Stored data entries
===============

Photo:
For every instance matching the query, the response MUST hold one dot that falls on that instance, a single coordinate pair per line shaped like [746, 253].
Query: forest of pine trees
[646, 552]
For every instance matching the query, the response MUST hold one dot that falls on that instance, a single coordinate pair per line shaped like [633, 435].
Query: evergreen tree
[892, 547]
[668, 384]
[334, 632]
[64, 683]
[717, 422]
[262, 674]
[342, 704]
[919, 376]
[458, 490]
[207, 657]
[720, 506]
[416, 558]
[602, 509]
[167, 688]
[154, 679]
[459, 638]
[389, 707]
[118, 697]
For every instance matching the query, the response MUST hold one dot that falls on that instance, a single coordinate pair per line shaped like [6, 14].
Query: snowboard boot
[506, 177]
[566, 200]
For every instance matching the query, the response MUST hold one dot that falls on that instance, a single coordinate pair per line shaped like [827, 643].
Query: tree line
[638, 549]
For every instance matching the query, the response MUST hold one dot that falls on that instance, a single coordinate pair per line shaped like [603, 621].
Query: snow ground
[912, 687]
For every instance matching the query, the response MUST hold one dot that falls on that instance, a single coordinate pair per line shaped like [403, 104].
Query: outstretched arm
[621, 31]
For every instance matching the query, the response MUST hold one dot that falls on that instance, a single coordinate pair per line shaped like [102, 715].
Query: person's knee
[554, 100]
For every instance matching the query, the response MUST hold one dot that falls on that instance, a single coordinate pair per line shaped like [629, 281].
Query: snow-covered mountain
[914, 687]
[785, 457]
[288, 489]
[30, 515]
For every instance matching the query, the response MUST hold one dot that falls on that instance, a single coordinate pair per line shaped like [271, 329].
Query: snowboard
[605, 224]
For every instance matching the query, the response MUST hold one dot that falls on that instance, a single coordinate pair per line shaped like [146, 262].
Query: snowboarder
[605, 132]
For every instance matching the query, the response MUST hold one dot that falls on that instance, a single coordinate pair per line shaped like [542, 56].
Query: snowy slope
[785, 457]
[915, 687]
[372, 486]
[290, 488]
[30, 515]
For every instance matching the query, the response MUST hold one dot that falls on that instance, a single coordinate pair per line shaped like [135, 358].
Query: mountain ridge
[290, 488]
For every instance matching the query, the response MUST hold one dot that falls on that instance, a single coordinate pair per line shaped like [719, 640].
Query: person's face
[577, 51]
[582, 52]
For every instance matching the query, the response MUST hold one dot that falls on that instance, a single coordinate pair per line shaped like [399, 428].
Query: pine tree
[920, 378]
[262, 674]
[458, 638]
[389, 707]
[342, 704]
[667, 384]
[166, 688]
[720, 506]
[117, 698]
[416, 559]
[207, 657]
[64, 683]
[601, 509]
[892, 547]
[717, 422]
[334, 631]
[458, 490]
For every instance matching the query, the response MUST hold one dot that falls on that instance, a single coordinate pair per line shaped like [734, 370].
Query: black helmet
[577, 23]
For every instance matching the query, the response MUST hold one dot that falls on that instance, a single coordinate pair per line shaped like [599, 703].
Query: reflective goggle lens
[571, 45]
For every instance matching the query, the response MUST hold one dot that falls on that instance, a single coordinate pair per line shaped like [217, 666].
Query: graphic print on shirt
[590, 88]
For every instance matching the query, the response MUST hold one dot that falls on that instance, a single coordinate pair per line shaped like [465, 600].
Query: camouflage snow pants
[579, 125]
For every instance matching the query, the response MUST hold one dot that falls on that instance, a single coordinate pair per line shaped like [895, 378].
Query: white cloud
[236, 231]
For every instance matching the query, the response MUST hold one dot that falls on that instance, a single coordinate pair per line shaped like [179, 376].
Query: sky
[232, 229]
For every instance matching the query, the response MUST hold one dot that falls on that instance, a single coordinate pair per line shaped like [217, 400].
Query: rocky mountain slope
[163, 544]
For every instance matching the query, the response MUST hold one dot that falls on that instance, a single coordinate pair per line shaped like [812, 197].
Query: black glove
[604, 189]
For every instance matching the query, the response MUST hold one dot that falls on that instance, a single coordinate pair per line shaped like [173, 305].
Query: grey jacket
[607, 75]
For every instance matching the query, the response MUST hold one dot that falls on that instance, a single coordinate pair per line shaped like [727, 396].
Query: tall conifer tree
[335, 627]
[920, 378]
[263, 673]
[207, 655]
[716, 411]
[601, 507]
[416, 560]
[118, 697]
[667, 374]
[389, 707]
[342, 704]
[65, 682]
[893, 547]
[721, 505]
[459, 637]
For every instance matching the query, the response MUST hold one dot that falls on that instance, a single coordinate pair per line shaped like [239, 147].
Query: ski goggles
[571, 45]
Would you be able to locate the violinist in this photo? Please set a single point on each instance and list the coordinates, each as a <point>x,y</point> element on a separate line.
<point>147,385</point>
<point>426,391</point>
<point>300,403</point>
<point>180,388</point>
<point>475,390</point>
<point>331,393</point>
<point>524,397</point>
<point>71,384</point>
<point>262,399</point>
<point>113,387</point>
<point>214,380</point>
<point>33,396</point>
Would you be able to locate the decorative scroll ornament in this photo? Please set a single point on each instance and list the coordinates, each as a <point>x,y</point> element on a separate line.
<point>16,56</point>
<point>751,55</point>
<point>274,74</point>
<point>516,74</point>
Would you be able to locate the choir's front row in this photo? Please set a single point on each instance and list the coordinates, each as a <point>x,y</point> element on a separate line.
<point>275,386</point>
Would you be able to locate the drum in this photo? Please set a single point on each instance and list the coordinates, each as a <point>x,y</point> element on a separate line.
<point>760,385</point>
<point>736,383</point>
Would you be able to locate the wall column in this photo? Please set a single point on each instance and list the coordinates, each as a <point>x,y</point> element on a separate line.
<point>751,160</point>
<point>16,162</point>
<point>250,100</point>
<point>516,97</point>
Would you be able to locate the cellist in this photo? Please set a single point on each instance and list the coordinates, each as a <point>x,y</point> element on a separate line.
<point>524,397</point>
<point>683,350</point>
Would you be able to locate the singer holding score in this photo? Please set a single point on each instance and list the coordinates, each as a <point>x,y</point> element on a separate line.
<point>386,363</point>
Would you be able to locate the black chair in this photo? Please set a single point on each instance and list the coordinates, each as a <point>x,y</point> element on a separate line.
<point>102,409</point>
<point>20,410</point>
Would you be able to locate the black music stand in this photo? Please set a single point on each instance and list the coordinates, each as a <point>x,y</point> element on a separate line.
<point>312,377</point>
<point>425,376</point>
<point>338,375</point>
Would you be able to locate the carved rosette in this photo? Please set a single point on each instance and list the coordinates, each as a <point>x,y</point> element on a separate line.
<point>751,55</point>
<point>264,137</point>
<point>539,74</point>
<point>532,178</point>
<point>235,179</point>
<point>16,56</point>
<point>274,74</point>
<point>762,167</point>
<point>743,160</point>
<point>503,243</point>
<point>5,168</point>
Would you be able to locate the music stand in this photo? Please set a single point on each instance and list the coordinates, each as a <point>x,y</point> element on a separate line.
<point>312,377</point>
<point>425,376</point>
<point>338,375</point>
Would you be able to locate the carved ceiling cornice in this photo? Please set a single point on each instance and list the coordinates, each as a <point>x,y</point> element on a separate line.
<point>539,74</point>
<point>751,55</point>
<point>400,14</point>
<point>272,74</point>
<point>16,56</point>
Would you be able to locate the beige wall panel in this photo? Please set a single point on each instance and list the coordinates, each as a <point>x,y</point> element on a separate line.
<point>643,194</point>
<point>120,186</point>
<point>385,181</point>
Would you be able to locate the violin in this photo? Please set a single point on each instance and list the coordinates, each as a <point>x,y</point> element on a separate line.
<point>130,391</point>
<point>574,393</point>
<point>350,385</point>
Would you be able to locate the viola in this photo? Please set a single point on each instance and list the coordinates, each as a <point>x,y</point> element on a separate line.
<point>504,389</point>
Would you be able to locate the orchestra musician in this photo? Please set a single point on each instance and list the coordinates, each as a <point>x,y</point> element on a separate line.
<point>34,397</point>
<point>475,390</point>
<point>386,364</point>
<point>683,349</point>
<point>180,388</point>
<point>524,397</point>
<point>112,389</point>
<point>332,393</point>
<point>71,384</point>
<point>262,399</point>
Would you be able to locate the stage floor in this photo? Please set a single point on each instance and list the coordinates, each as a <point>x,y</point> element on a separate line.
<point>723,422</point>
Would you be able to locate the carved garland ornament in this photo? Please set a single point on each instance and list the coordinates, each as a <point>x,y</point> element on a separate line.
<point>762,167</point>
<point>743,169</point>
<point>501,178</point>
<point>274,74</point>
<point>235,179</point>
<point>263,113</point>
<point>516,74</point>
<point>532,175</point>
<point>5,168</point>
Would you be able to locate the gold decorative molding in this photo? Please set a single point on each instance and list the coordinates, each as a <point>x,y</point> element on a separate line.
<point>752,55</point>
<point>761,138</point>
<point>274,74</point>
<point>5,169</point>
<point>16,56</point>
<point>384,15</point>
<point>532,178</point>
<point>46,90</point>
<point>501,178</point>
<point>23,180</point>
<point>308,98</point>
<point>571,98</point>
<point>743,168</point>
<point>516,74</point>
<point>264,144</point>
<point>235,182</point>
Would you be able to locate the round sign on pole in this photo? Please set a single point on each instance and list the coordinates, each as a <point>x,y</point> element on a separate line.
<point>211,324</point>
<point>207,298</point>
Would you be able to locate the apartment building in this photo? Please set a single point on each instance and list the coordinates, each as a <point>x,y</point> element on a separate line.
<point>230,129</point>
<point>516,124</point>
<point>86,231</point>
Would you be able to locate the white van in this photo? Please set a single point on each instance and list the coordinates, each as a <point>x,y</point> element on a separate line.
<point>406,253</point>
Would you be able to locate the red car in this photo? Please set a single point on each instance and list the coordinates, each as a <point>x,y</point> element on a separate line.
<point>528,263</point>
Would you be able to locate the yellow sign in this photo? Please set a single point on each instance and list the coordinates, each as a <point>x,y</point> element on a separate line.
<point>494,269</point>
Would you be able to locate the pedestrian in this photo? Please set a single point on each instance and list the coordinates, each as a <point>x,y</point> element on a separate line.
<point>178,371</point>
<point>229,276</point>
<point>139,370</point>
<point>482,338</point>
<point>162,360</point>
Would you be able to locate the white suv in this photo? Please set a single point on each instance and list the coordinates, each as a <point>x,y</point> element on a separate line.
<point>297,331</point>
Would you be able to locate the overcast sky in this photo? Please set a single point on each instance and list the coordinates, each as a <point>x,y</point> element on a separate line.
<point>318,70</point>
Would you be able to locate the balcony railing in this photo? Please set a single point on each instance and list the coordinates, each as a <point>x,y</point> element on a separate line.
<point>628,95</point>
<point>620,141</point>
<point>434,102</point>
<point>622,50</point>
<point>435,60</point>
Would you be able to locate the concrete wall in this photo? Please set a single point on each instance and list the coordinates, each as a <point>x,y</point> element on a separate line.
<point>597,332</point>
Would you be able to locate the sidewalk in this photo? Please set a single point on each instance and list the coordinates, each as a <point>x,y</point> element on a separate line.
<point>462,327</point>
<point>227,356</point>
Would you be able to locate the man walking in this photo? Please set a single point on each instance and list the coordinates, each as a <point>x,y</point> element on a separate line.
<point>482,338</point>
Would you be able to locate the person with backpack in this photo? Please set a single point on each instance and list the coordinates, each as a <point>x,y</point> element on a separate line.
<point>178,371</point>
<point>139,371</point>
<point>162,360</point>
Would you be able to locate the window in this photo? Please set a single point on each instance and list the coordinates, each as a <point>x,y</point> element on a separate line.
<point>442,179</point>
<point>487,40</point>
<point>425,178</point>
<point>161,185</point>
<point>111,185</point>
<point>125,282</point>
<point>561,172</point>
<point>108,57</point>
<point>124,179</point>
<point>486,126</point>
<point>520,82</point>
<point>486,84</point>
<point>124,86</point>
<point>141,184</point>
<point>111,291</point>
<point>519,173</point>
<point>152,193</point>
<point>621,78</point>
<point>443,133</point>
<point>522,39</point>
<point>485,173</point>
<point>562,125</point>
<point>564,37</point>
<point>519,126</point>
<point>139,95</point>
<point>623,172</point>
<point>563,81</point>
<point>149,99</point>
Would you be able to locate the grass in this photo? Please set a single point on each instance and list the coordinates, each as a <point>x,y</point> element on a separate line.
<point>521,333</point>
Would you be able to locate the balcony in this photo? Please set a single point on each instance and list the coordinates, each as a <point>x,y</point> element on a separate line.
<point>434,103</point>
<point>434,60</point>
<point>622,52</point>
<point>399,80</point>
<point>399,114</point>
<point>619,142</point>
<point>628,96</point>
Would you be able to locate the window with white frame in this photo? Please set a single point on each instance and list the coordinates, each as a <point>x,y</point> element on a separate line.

===============

■ TASK ITEM ■
Up to and including the line that contains "like [146, 262].", restate word for word every line of the entries, starting from the first.

■ RESULT ■
Photo:
For every instance matching the query, the response MUST hold one dot that falls on that instance, a single coordinate pair per line shaped like [746, 253].
Query: forest of pine trees
[646, 552]
For every instance matching the query, the response MUST hold one dot that falls on that instance, a single coordinate pair per line shaped like [633, 435].
Query: evergreen tree
[892, 547]
[668, 384]
[334, 632]
[64, 683]
[717, 422]
[262, 674]
[342, 704]
[919, 376]
[458, 490]
[207, 657]
[720, 506]
[416, 558]
[602, 509]
[167, 688]
[154, 679]
[459, 638]
[389, 707]
[118, 697]
For every instance matching the query, the response MUST hold one dot that falls on that instance, a single coordinate pair per line shaped like [6, 14].
Query: snowboard boot
[506, 177]
[566, 200]
For every instance matching the query, the response MUST hold one dot that falls on that instance, a single coordinate pair per line shaped like [827, 643].
Query: tree line
[638, 549]
For every instance matching the query, the response MUST hold one dot that falls on that instance, a single coordinate pair per line shaped like [603, 621].
Query: snow ground
[912, 687]
For every instance matching the query, the response MUST hold one dot that falls on that instance, a single coordinate pair per line shaped like [403, 104].
Query: outstretched arm
[621, 31]
For every instance matching the query, the response MUST hold one dot that falls on that instance, a single coordinate pair per line shaped like [102, 715].
Query: person's knee
[554, 100]
For every instance matching the query, the response MUST hold one dot that falls on that instance, a single coordinate pair per line shaped like [629, 281].
Query: snow-covered mountain
[914, 687]
[785, 457]
[288, 489]
[30, 515]
For every instance matching the query, the response MUST hold one dot that falls on that instance, a single coordinate pair per line shaped like [271, 329].
Query: snowboard
[605, 224]
For every instance matching the query, the response MUST hold one dot that falls on that instance, a single coordinate pair per line shaped like [146, 262].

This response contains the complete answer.